[Goal]
Write out every line of the entries below as one numbered list, skipping any blank lines.

[Entries provided]
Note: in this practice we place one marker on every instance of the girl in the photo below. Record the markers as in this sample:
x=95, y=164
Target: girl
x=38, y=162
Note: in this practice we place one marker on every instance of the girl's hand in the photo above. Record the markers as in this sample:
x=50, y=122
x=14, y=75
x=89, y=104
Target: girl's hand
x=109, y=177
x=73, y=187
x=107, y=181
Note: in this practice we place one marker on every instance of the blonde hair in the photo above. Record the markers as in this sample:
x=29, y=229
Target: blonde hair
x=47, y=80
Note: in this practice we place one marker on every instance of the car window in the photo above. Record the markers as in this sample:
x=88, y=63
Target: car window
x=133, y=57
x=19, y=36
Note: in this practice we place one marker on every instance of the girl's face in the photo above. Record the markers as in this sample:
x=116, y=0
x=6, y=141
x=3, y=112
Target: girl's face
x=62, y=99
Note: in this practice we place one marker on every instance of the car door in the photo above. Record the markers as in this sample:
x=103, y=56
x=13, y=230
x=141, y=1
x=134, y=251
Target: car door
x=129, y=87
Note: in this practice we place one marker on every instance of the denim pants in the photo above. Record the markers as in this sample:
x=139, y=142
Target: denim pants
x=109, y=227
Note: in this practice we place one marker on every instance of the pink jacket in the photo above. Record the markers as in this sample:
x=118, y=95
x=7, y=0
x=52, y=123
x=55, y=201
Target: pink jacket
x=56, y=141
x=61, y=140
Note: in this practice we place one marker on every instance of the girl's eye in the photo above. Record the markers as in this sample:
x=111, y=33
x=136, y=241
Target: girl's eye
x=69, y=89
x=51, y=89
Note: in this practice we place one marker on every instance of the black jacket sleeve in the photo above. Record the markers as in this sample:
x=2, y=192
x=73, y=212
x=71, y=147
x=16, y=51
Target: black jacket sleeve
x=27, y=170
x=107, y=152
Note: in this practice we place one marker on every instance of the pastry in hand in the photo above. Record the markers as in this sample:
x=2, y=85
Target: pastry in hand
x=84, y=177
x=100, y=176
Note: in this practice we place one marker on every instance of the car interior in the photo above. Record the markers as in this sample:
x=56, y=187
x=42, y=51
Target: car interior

[Solution for this problem]
1. Note: in this practice we place one marker on every instance of the girl in the photo below. Record the markers as in this sample:
2. x=95, y=164
3. Target: girl
4. x=38, y=162
5. Note: in this practice we place one marker on every instance of the girl's hand in the photo above. Record the markers as in this sample:
6. x=50, y=122
7. x=14, y=75
8. x=89, y=104
9. Target: girl's hand
10. x=109, y=177
11. x=73, y=187
12. x=107, y=181
13. Note: in this practice we place one marker on every instance of the blonde hair in the photo above. Record the markers as in this sample:
14. x=29, y=229
15. Target: blonde hair
16. x=47, y=80
17. Note: in this practice we place one marker on every instance of the car window in the photo above. Record the markers as in this sample:
18. x=88, y=63
19. Target: car window
20. x=133, y=57
21. x=19, y=36
22. Note: in this practice we place one marker on every instance of the girl's face in the photo above. Record the markers as in this sample:
23. x=116, y=0
24. x=6, y=141
25. x=3, y=112
26. Target: girl's face
27. x=62, y=99
28. Note: in this practice we place one marker on every instance of the car door in the photo above. Record the markers as in this sample:
29. x=103, y=56
30. x=13, y=230
31. x=141, y=1
32. x=134, y=251
33. Target: car door
34. x=129, y=87
35. Note: in this practice we place one marker on every instance of the denim pants in the photo above. Record the markers as in this sample:
36. x=139, y=142
37. Target: denim pants
38. x=109, y=227
39. Note: in this practice we place one marker on every instance of the pink jacket in the photo above. Record the markers as in this sample:
40. x=118, y=95
41. x=7, y=0
42. x=52, y=123
43. x=55, y=201
44. Target: pink jacket
45. x=56, y=141
46. x=61, y=140
47. Note: in this practice we place one marker on every instance of the girl's eye in the photo above. Record the markers as in this sample:
48. x=111, y=33
49. x=136, y=241
50. Target: girl's eye
51. x=69, y=89
52. x=51, y=89
53. Note: in this practice we place one marker on every instance of the black jacket sleeve in the photo above. Record the markers as in this sample:
54. x=2, y=192
55. x=73, y=212
56. x=71, y=147
57. x=16, y=51
58. Target: black jacket sleeve
59. x=27, y=170
60. x=107, y=152
61. Note: in this practice we place one marker on every instance of the pastry in hand in the photo above. Record the markers as in this sample:
62. x=2, y=85
63. Target: pastry in hand
64. x=84, y=177
65. x=100, y=176
66. Note: in this practice we place one marker on every instance of the car interior in the photo above. Record the markers as in this sample:
67. x=56, y=187
68. x=42, y=51
69. Target: car interior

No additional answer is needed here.